Job 1: For the column on Ehud Olmert, state whether each of the following statements agrees with it, answering yes or no and quoting the exact words that decide each case: (a) Olmert gave his speech in Ashkelon on 13 January; (b) Condoleezza Rice opposed the United Nations Security Council resolution on a ceasefire in the Gaza Strip; (c) Olmert was told that Bush was in the middle of giving a speech in Philadelphia.
Job 2: Duplicate the part of the column on Ehud Olmert that opens with the words containing "15 January 2009" and closes with "like it is.".
Job 3: List every person mentioned by name in the column on Ehud Olmert.

Text excerpt:
15 January 2009
Israeli Tail, American Dog
By Gwynne Dyer
Ehud Olmert really doesn’t care any more. He is serving out his time as Israel’s prime minister until next month’s election, but then he will spend a long time fighting the corruption charges that forced him to resign, and he won’t be going back into politics afterwards even if he wins. Not after two bloody, futile wars in three years, he won’t. So he’s very angry, and he tells it like it is.
On Thursday, 8 January, he had a problem. The US secretary of state, Condoleezza Rice, was going to vote for a United Nations Security Council resolution that called on both Israel and its Palestinian enemy, Hamas, to accept a ceasefire in the Gaza Strip. Indeed, she had been largely responsible for writing it, and Olmert was furious. He wanted more time to hammer Hamas, so he phoned up George W. Bush and yanked on his choke-chain..
According to Olmert’s account of what happened, given in a speech on 13 January in the southern Israeli city of Ashkelon, “I said, ‘Get me President Bush on the phone’. They said he was in the middle of giving a speech in Philadelphia. I said, ‘I don’t care: I have to talk to him now’.

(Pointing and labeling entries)
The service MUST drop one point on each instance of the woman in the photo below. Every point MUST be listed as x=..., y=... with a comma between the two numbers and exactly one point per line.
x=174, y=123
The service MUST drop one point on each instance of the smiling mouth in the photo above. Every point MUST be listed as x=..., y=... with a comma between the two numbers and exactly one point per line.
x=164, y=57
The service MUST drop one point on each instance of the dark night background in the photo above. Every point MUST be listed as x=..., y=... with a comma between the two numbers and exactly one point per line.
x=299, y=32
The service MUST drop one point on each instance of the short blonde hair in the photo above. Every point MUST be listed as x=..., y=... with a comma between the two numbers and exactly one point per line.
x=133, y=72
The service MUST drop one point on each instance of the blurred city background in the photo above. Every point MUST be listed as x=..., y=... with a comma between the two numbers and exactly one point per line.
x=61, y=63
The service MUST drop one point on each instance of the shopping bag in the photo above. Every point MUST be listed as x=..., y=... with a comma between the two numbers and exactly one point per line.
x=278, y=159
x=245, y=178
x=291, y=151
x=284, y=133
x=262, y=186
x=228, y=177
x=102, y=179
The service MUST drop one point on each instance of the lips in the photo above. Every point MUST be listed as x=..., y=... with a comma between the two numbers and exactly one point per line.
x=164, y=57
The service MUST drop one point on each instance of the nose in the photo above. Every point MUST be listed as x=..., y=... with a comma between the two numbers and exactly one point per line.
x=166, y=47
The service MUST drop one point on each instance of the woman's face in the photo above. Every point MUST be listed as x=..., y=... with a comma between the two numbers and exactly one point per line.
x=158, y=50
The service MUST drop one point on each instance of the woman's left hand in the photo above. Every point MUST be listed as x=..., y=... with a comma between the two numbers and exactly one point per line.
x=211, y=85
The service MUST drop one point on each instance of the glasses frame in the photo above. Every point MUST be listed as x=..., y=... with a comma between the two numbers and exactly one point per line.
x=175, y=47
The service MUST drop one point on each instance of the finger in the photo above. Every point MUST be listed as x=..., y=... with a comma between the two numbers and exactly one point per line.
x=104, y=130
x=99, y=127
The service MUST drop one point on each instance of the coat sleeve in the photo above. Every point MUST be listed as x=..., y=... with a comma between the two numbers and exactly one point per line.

Result 1:
(a) Yes: "given in a speech on 13 January in the southern Israeli city of Ashkelon"
(b) No: "was going to vote for a United Nations Security Council resolution" and "she had been largely responsible for writing it"
(c) Yes: "They said he was in the middle of giving a speech in Philadelphia."

Result 2:
15 January 2009
Israeli Tail, American Dog
By Gwynne Dyer
Ehud Olmert really doesn’t care any more. He is serving out his time as Israel’s prime minister until next month’s election, but then he will spend a long time fighting the corruption charges that forced him to resign, and he won’t be going back into politics afterwards even if he wins. Not after two bloody, futile wars in three years, he won’t. So he’s very angry, and he tells it like it is.

Result 3:
Gwynne Dyer
Ehud Olmert
Condoleezza Rice
George W. Bush